Count the lines in the records below that contain the string "flower", and reply with that number alone.

*GIVEN RECORDS*:
[BEGIN]

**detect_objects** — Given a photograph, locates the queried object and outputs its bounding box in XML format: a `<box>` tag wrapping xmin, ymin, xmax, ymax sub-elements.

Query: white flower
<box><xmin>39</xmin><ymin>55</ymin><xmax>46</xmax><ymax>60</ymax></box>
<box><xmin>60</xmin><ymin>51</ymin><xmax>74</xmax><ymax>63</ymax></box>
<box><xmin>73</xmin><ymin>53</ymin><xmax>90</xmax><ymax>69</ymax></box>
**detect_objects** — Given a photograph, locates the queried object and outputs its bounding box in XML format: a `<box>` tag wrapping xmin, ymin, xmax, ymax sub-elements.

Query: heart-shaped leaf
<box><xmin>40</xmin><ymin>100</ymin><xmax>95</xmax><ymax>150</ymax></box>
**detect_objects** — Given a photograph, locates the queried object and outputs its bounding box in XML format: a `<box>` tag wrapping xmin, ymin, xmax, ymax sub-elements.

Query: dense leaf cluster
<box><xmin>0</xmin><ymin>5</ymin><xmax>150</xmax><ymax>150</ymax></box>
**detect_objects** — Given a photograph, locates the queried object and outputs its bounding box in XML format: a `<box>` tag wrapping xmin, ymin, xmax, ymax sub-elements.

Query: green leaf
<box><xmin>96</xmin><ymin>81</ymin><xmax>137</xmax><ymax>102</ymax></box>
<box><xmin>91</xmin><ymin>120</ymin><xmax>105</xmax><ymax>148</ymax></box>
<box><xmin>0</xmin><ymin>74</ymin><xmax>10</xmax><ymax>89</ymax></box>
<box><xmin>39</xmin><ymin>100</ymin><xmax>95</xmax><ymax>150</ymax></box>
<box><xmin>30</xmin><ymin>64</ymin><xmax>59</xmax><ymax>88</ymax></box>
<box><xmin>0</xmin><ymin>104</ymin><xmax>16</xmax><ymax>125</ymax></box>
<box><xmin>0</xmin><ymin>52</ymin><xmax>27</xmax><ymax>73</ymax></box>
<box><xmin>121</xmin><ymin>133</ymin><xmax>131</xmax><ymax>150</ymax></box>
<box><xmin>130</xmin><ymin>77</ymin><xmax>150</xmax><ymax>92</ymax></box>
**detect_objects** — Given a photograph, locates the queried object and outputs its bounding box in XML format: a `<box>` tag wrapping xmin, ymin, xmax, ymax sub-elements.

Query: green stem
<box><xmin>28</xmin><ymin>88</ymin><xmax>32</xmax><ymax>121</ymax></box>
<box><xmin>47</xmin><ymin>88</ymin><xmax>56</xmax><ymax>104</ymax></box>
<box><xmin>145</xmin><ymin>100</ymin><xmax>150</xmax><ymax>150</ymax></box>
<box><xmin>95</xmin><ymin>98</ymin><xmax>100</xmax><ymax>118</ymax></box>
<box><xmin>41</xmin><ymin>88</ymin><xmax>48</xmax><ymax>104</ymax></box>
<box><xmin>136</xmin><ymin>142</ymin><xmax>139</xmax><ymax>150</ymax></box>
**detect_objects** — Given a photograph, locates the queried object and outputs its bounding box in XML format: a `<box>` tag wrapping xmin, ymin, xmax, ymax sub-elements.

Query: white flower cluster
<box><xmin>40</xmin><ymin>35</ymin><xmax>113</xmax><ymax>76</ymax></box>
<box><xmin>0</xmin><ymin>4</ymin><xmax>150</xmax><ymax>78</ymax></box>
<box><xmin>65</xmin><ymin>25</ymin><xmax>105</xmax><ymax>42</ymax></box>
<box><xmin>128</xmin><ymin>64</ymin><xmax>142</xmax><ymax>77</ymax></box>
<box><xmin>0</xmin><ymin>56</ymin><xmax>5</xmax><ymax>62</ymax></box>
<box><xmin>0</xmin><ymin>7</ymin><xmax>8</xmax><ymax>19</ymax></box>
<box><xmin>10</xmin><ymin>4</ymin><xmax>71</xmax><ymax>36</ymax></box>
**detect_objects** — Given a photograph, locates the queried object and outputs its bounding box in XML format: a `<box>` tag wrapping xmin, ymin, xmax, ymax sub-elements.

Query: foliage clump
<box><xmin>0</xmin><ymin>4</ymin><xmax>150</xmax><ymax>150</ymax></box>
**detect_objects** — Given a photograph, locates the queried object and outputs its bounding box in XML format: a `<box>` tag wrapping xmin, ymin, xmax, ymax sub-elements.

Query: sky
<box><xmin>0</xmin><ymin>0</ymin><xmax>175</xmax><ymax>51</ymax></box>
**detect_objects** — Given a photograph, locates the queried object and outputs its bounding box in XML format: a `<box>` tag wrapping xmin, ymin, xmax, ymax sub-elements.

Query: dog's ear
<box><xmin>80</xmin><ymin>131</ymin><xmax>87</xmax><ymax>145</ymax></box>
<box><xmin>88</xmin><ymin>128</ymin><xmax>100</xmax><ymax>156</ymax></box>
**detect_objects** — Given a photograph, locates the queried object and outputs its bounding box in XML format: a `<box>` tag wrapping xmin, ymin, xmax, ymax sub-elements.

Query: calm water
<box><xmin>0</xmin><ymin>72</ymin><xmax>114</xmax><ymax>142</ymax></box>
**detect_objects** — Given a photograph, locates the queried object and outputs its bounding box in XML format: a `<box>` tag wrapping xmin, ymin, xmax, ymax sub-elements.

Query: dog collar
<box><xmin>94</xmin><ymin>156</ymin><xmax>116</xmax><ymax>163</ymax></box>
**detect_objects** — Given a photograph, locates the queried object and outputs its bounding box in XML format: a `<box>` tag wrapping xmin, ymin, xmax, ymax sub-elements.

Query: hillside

[END]

*REPLY*: 2